TASK PROMPT »
The response should contain every entry, reproduced exactly.

RECORDS FOR THE EXERCISE »
⁂

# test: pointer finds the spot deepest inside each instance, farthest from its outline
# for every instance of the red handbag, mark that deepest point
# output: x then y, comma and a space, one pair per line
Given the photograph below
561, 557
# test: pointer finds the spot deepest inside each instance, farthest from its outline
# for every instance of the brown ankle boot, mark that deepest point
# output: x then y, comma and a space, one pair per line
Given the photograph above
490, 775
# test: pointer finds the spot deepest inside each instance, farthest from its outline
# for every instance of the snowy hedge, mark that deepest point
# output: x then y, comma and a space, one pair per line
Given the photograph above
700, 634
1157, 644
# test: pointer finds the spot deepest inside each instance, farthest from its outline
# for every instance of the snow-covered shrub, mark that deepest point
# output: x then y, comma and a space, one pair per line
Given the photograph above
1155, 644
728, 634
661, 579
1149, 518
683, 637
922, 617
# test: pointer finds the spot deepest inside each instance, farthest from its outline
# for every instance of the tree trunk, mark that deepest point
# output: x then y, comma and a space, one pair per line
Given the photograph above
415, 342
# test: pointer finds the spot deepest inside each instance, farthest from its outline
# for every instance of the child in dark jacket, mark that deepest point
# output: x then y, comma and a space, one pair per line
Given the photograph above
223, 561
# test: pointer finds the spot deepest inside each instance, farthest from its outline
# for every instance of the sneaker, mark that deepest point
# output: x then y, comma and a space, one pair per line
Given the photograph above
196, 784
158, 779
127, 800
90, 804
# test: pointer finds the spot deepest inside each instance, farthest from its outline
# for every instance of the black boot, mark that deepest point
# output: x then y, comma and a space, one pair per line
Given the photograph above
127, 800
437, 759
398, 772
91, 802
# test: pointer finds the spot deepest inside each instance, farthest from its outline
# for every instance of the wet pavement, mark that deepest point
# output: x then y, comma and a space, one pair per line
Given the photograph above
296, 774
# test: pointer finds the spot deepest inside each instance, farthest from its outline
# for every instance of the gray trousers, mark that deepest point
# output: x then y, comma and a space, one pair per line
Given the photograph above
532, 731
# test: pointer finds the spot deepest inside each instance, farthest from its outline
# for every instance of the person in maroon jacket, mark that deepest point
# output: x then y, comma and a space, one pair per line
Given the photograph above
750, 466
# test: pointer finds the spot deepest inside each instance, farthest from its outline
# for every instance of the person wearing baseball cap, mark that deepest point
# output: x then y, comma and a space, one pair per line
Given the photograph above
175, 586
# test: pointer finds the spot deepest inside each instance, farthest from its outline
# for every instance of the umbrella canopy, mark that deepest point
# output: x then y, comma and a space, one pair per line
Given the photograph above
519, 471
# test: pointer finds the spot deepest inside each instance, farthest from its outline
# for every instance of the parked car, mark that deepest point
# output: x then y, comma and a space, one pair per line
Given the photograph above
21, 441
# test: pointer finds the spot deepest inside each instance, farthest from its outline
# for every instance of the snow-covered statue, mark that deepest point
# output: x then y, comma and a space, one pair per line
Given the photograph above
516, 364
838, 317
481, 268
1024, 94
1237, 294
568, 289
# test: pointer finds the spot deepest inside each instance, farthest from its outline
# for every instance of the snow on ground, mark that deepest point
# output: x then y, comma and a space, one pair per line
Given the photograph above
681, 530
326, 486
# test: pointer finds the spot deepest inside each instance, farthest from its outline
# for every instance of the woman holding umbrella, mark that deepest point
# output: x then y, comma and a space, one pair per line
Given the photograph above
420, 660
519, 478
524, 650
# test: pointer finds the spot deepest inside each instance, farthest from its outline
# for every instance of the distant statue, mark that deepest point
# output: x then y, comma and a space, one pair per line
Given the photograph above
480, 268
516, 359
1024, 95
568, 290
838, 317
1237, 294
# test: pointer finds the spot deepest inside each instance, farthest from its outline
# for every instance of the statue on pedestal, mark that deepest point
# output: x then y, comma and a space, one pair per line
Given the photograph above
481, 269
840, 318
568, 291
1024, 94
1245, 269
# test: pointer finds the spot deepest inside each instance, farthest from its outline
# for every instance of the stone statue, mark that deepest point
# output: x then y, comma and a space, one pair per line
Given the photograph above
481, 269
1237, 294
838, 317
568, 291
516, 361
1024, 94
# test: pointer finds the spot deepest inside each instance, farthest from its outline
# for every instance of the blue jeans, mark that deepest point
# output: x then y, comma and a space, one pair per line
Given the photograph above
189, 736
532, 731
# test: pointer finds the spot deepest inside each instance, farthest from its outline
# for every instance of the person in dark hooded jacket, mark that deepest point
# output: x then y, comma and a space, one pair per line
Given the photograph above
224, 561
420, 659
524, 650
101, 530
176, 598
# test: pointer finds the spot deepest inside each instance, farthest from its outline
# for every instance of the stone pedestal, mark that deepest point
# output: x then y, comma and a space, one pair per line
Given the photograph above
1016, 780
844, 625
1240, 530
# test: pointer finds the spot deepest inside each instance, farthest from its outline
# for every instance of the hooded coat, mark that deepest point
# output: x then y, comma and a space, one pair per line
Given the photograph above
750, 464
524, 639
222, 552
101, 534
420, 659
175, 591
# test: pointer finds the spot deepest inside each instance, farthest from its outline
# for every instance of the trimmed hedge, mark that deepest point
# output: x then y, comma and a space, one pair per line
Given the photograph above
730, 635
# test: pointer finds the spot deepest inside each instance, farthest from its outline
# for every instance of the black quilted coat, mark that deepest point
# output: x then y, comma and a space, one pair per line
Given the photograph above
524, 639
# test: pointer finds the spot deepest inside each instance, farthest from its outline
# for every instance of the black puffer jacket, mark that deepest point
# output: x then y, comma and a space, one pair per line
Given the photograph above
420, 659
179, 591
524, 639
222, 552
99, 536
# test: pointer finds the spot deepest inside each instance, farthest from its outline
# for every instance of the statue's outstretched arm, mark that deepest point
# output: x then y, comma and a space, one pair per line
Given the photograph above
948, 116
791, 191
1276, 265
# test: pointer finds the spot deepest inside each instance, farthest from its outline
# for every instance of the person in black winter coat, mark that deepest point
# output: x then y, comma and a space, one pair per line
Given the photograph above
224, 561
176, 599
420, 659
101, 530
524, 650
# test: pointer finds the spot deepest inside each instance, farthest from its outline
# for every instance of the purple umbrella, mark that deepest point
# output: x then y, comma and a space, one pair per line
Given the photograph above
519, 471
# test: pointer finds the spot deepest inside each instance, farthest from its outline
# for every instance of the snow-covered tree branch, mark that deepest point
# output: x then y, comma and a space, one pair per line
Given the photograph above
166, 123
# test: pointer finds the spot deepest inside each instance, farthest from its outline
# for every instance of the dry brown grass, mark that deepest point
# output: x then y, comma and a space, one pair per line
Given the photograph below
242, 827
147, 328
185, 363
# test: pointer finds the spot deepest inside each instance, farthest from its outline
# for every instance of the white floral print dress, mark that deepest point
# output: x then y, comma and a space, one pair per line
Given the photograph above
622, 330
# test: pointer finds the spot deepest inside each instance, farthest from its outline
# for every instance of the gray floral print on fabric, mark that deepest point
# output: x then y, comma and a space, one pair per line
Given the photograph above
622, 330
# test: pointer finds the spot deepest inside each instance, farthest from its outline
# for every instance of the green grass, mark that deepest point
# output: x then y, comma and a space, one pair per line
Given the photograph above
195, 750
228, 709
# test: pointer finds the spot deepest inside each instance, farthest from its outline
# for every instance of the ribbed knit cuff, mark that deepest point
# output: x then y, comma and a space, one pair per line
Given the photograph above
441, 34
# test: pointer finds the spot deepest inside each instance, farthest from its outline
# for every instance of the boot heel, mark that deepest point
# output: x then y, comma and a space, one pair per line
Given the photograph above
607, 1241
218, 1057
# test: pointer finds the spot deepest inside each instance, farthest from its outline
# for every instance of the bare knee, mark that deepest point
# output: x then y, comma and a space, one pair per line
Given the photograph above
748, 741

⁂

TASK ANSWER »
# test: pointer finds the spot deepest inside each instance, farthest from its outline
# for every instance of the red handbag, mark that deepest point
# output: x then y, comma and a space, one pair per line
Given the photograph below
561, 557
# test: pointer finds the spot deepest inside each instance, farthest from its outline
# for every instance of the brown ankle boot, mark that deepest point
# output: x then y, comma and a space, one pair per line
Given the photograph above
490, 775
# test: pointer finds the spot deepest inside each instance, farthest from its outline
# for every instance of the snowy hedge, mark that deepest point
# output: x then y, comma and a space, one pair per line
Given the photograph above
700, 634
1157, 644
# test: pointer finds the spot deepest inside each instance, farthest from its outline
# for every instance of the snow-covered shrub, mark that deepest point
# output: x then y, comma and a space, one pair per line
Given the photograph above
1155, 644
728, 634
661, 579
1149, 518
683, 637
922, 617
# test: pointer finds the spot deepest inside each instance, farthest from its outline
# for every instance of the tree trunk, mark that deepest point
# output: x then y, comma and a space, one pair per line
Given the photograph above
415, 342
# test: pointer finds the spot deepest inside each instance, farthest from its outline
# for every instance of the child in dark jacket, mark that deepest point
# output: x then y, comma and a space, one pair per line
Given the photograph above
223, 561
# test: pointer finds the spot deepest inside each instance, farthest from its outline
# for every instance of the sneaker, mark that deepest point
# output: x then y, comma and a space, one pair per line
Given the photograph above
196, 784
158, 779
127, 800
90, 804
# test: pointer finds the spot deepest inside each instance, farthest from its outline
# for every instance of the black boot, mark that deepest point
# output: x then y, comma and a space, one pair per line
Given the photograph above
127, 800
437, 759
398, 772
91, 802
# test: pointer finds the spot deepest inside each instance, farthest from its outline
# for every instance of the wet pavement, mark that deepest point
# output: x then y, comma and a space, one pair per line
Given the photograph above
296, 774
# test: pointer finds the spot deepest inside each instance, farthest from its outline
# for every instance of the gray trousers, mark that deepest point
# output: x then y, comma and a space, one pair per line
Given the photograph above
532, 731
# test: pointer finds the spot deepest inside each instance, farthest from its outline
# for every instance of the person in maroon jacket, mark that deepest point
# output: x then y, comma and a space, one pair per line
Given the photograph above
750, 466
# test: pointer finds the spot deepest inside each instance, farthest from its outline
# for every instance of the person wearing baseball cap, mark that deepest point
# output: x then y, comma and a space, one pair per line
Given the photograph above
175, 586
# test: pointer finds the spot deepest inside each instance, farthest from its outline
# for every instance of the umbrella canopy, mark that deepest point
# output: x then y, comma and a space, one pair per line
Given the photograph above
519, 471
# test: pointer finds the spot deepest inside each instance, farthest from its outline
# for every instance of the parked car, mark that deepest point
# output: x then y, comma and a space, one pair per line
Given the photograph above
21, 441
# test: pointer finds the spot deepest inside each instance, farthest from its outline
# for every instance of the snow-covered statue, mark that deepest point
# output: x then y, comma and a space, one pair per line
Given the photograph above
516, 364
838, 317
481, 268
1024, 94
1237, 294
568, 289
# test: pointer finds the spot deepest inside each instance, farthest from its outline
# for every instance of the snow on ground, mark that deepest point
# output: x then y, comma and a space, one pair per line
Given the photograph above
681, 530
326, 486
# test: pointer finds the spot deepest inside each instance, farthest from its outline
# for every instance of the woman holding umbrella, mark that deepest point
# output: x then y, comma and a space, one pair per line
Given the photograph above
420, 660
519, 478
524, 650
# test: pointer finds the spot deepest inside each instance, farthest from its outline
# for every instance of the distant statue, mark that deepest point
# output: x then y, comma and a space, one pair per line
Given the photograph above
480, 268
516, 359
1024, 95
568, 290
838, 317
1237, 294
# test: pointer finds the spot deepest inside each instance, farthest from its outline
# for every instance of the statue on pedestal, mark that deepest point
# output: x then y, comma and a space, one pair per line
Given the photograph above
481, 269
840, 318
568, 291
1024, 94
1245, 269
# test: pointer finds the spot deepest inside each instance, farthest from its outline
# for every instance of the stone statue, mark that deepest point
# output: x then y, comma and a space, one pair per line
Given the photograph above
481, 269
1237, 294
838, 317
568, 291
516, 361
1024, 94
# test: pointer finds the spot deepest inside each instance, farthest from its outline
# for every instance of the blue jeans, mark that deepest point
# output: x then y, comma and a space, one pair per line
Given the photograph above
189, 736
532, 731
# test: pointer finds the spot deepest inside each instance, farthest from its outline
# for every instance of the person in dark hooded jacket, mark that deepest point
# output: x then y, comma and a space, one pair per line
Given the photograph above
224, 561
420, 659
524, 650
101, 530
176, 598
# test: pointer finds the spot deepest inside each instance, farthest from its outline
# for every instance of the stone pedestal, mark that deepest point
# output: x then y, comma and a space, one pair per line
Given the photograph above
1016, 780
844, 625
1240, 530
# test: pointer finds the spot deepest inside each instance, farthest from its outline
# for every instance of the hooded coat, mark that deepest point
# output: x then y, comma and a space, one pair per line
Given the photograph above
750, 464
524, 639
222, 552
101, 534
420, 659
175, 591
# test: pointer finds the spot deepest inside each instance, farthest from its outline
# for every instance of the trimmed hedge, mark that deepest point
# output: x then y, comma and a space, one pair per line
Given the photograph above
730, 635
# test: pointer finds the spot deepest inside each instance, farthest from its outline
# for every instance of the black quilted coat, mark that deepest point
# output: x then y, comma and a space, one pair per line
Given the photograph above
524, 639
# test: pointer finds the spot deepest inside each instance, farthest from its outline
# for every instance of the black puffer jacket, mark that deepest point
# output: x then y, comma and a space, one pair per line
Given the photograph above
420, 659
179, 591
524, 639
222, 552
99, 536
# test: pointer finds the spot deepest inside each instance, farthest from its outline
# for every instance of the statue's outstretched arm, mark that deepest point
# output: x then y, comma and a space, one pair per line
Given the photograph above
948, 116
791, 191
1276, 265
# test: pointer finds the spot deepest inside each instance, farthest from its outline
# for every instance of the person in black winter coat, mark that deepest point
# output: x then y, comma and a space, one pair per line
Given the photograph above
224, 561
176, 599
420, 659
101, 530
524, 650
# test: pointer finds the spot deepest inside each instance, farthest from its outline
# for every instance of the purple umbrella, mark that deepest point
# output: x then y, comma and a space, one pair per line
Given the photograph above
519, 471
# test: pointer finds the spot deepest inside each instance, farthest from its outline
# for every instance of the snow-covered tree branch, mark that deepest point
# output: x then y, comma and a space, one pair per line
Given the photograph above
166, 123
# test: pointer finds the spot deepest inside each instance, farthest from its outline
# for every instance of the dry brown grass, mark that deepest point
# output: x then y, comma and a space, one pair per line
Given the photograph below
242, 827
147, 328
185, 363
# test: pointer finds the spot deepest inside each instance, farthest from its outline
# for every instance of the white floral print dress, mark that deepest point
# output: x then y, comma and a space, one pair per line
Given the photograph above
622, 330
# test: pointer finds the spot deepest inside each instance, farthest from its outline
# for every instance of the gray floral print on fabric, mark that deepest point
# output: x then y, comma and a space, one pair per line
Given the photograph above
622, 330
# test: pointer finds the spot deepest inside each instance, farthest from its outline
# for every instance of the green grass, mark that deepest point
# output: x then y, comma and a space, one pair per line
Given the photograph above
195, 750
228, 709
# test: pointer finds the spot deepest inside each instance, farthest from its outline
# for every instance of the ribbed knit cuff, mark that deepest point
# output: x then y, comma and a space, one pair per line
Given the photograph above
441, 34
# test: pointer finds the spot deepest inside each instance, farthest from its outline
# for every instance of the boot heel, mark that deepest point
# output: x then y, comma and a space, one pair per line
Given the photograph above
607, 1241
218, 1057
# test: pointer finds the spot deepest inside each instance, farthest from its outline
# for every instance of the bare knee, mark that deepest point
# output: x then y, comma and a space, one pair per line
Given the photograph above
748, 741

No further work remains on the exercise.